### Your instructions
Having located the line with "Provide the segmentation of every instance of the hairy", print it and each remaining line exactly, stopping at the end of the material and omitting pictures.

### Data to use
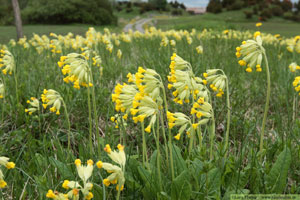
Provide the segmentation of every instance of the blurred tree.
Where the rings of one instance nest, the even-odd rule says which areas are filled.
[[[207,7],[207,12],[220,13],[222,12],[222,4],[220,0],[210,0]]]
[[[27,23],[117,23],[108,0],[28,0],[22,14]]]
[[[18,0],[12,0],[13,10],[14,10],[14,16],[15,16],[15,25],[17,28],[17,39],[23,37],[23,29],[22,29],[22,19],[21,19],[21,13],[20,13],[20,7]]]
[[[165,10],[167,6],[167,0],[149,0],[148,2],[155,6],[157,10]]]

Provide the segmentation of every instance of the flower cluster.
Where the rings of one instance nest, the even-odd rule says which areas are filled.
[[[118,57],[119,59],[122,58],[122,51],[121,51],[121,49],[118,49],[118,51],[117,51],[117,57]]]
[[[225,90],[225,83],[227,81],[227,77],[224,74],[217,74],[220,71],[219,69],[209,69],[205,73],[203,73],[203,77],[205,78],[205,83],[210,84],[209,87],[217,92],[217,97],[222,97]]]
[[[293,86],[295,87],[296,92],[299,92],[300,95],[300,76],[296,76],[293,81]]]
[[[27,103],[32,106],[31,108],[25,109],[25,112],[28,113],[29,115],[32,115],[32,113],[40,109],[40,102],[35,97],[31,97],[30,100],[27,100]]]
[[[210,103],[205,101],[204,97],[200,97],[194,104],[191,109],[191,114],[195,114],[198,119],[201,119],[197,125],[206,124],[208,120],[212,117],[212,106]]]
[[[201,45],[197,46],[196,51],[198,54],[203,54],[203,47]]]
[[[80,89],[83,87],[92,87],[91,69],[88,65],[86,57],[78,53],[70,53],[67,56],[61,56],[57,63],[62,68],[64,82],[73,83],[73,87]]]
[[[108,187],[110,184],[117,184],[116,190],[122,191],[124,189],[124,183],[125,183],[125,164],[126,164],[126,155],[124,152],[124,146],[121,144],[118,144],[119,151],[111,150],[111,147],[109,144],[107,144],[104,148],[104,151],[107,152],[107,155],[110,157],[112,161],[117,163],[117,165],[113,165],[110,163],[98,161],[96,163],[98,168],[105,169],[110,175],[103,179],[103,184]]]
[[[243,41],[242,45],[236,48],[236,57],[243,57],[238,63],[241,66],[246,66],[247,72],[252,72],[255,67],[257,72],[261,72],[261,62],[264,48],[260,33],[255,33],[255,40]]]
[[[115,128],[119,128],[119,124],[123,124],[123,126],[127,126],[127,123],[125,122],[125,120],[127,120],[128,118],[128,114],[125,114],[123,116],[119,115],[119,114],[115,114],[114,116],[112,116],[110,118],[110,121],[114,122]]]
[[[55,90],[46,90],[44,89],[43,94],[41,95],[41,99],[43,102],[43,107],[46,109],[48,106],[52,106],[50,108],[51,112],[55,112],[57,115],[60,114],[60,107],[63,101],[63,98],[60,94]]]
[[[178,104],[189,103],[190,97],[196,99],[197,95],[202,92],[205,87],[203,80],[195,77],[190,63],[183,60],[174,53],[171,57],[170,75],[168,76],[168,88],[174,88],[172,92],[174,102]]]
[[[93,173],[94,162],[92,160],[88,160],[87,165],[84,166],[81,164],[80,159],[76,159],[75,165],[83,186],[77,181],[65,180],[62,184],[62,187],[66,190],[69,190],[69,192],[64,194],[56,191],[53,192],[53,190],[48,190],[46,197],[55,200],[67,200],[68,198],[78,200],[80,192],[82,193],[84,199],[90,200],[94,197],[93,193],[90,192],[93,188],[93,184],[88,181]]]
[[[300,70],[300,66],[293,62],[289,65],[289,69],[291,72],[296,72],[297,70]]]
[[[62,52],[63,40],[61,35],[56,35],[55,33],[50,33],[50,37],[55,39],[50,40],[50,49],[53,54]]]
[[[180,140],[181,134],[185,130],[187,130],[186,131],[187,135],[190,134],[192,128],[192,122],[191,119],[185,114],[180,112],[175,112],[175,113],[168,112],[167,119],[168,119],[168,126],[170,129],[172,129],[174,126],[180,127],[177,135],[174,136],[176,140]]]
[[[128,114],[137,93],[138,89],[135,85],[128,85],[126,83],[121,85],[118,83],[112,94],[112,101],[115,102],[115,110]]]
[[[12,73],[16,70],[16,64],[14,56],[8,50],[0,50],[0,69],[2,69],[3,74],[12,75]]]
[[[293,39],[288,39],[286,48],[289,52],[296,51],[297,53],[300,53],[300,35],[297,35]]]
[[[112,94],[115,109],[117,112],[124,112],[123,117],[126,118],[130,113],[135,123],[144,122],[145,118],[151,117],[149,125],[145,128],[145,131],[150,133],[151,126],[156,121],[156,114],[162,108],[161,78],[156,71],[142,67],[139,67],[135,74],[128,73],[127,78],[130,84],[117,84]]]
[[[15,168],[15,163],[8,162],[9,158],[7,157],[0,157],[0,166],[5,166],[7,169]],[[4,175],[2,170],[0,169],[0,188],[5,188],[7,183],[4,181]]]

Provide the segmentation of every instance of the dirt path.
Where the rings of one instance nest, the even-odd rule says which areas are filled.
[[[144,28],[143,26],[149,22],[151,22],[153,20],[152,17],[149,17],[149,18],[142,18],[142,19],[139,19],[139,20],[136,20],[134,23],[129,23],[127,24],[123,31],[124,32],[128,32],[130,29],[133,30],[133,31],[139,31],[141,33],[144,33]]]

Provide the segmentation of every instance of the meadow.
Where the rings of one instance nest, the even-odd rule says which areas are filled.
[[[11,40],[0,197],[299,194],[299,52],[299,36],[236,30]]]

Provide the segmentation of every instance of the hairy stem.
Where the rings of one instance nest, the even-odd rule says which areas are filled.
[[[264,131],[265,131],[265,126],[266,126],[266,121],[267,121],[267,115],[268,115],[269,103],[270,103],[270,94],[271,94],[270,70],[269,70],[268,59],[267,59],[265,51],[263,51],[263,55],[265,58],[266,72],[267,72],[267,97],[266,97],[264,117],[263,117],[263,122],[261,125],[261,132],[260,132],[260,144],[259,144],[260,160],[262,160],[262,151],[263,151],[263,144],[264,144]]]

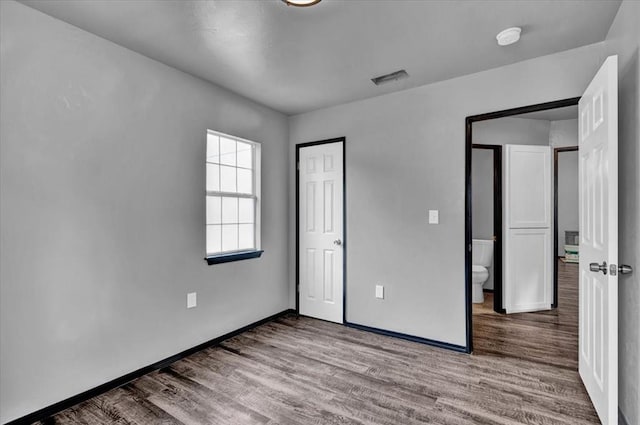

### Solution for this exercise
Provide the segmentation of every instance of the hairy stem.
Where the rings of one instance nest, the even-odd rule says which areas are filled.
[[[264,131],[265,131],[265,126],[266,126],[266,121],[267,121],[267,115],[268,115],[269,103],[270,103],[270,94],[271,94],[270,70],[269,70],[268,59],[267,59],[265,51],[263,51],[263,55],[265,58],[266,72],[267,72],[267,97],[266,97],[264,117],[263,117],[263,122],[261,125],[261,132],[260,132],[260,144],[259,144],[260,160],[262,160],[262,151],[263,151],[263,144],[264,144]]]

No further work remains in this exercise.